Content starts

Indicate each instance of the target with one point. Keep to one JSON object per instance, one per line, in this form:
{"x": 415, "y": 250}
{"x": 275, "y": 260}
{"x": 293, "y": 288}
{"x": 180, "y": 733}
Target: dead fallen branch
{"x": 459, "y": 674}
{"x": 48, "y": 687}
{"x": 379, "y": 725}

Content ends

* [DIRECTIONS]: Write out all the entries once more, exactly.

* [ANSWER TO THE PROBLEM]:
Indicate each instance of the target with one point. Keep to one JSON object per instance, one per line, in this form:
{"x": 415, "y": 250}
{"x": 275, "y": 260}
{"x": 293, "y": 288}
{"x": 180, "y": 733}
Target: dead fallen branch
{"x": 459, "y": 674}
{"x": 48, "y": 687}
{"x": 379, "y": 725}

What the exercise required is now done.